#### RECORDS SHOWN ####

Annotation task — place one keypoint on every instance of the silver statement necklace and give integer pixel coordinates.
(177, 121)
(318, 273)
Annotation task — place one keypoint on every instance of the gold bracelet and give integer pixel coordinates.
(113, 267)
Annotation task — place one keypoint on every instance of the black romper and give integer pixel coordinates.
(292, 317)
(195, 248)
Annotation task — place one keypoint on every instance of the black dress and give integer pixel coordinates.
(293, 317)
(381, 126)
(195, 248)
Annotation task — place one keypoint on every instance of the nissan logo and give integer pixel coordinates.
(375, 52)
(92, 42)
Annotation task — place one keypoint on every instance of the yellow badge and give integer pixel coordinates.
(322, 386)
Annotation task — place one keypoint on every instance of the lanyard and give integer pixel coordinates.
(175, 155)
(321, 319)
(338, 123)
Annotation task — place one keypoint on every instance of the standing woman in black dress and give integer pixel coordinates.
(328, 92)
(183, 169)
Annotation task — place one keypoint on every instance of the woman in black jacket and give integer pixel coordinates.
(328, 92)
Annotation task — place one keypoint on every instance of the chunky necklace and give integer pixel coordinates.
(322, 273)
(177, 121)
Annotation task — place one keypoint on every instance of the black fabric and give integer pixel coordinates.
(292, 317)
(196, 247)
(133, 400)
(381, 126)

####
#### RECORDS SHOWN ####

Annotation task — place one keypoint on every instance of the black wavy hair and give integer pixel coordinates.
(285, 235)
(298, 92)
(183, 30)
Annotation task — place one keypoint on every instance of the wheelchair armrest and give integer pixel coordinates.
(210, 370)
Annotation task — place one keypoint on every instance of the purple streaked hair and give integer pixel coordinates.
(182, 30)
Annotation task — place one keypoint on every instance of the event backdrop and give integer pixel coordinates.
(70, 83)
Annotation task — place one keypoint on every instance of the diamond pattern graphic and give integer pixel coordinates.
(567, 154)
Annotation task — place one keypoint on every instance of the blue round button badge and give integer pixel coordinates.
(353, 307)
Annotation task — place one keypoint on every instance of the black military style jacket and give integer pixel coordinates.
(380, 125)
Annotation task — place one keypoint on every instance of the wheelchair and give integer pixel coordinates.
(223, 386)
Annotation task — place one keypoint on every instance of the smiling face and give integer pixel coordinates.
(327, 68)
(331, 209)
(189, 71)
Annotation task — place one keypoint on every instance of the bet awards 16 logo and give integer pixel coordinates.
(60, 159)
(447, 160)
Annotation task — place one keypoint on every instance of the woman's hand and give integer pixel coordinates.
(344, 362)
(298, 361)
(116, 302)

####

:: REQUIRED TASK ::
Pull out every line in the entries above that contains the word "dress".

:: RESULT OF THIS TASK ::
Annotation task — place one keypoint on every instance of the black dress and give integer pixel coordinates.
Annotation task — place one keypoint on every instance of the standing woman in black dress and give integer pixel coordinates.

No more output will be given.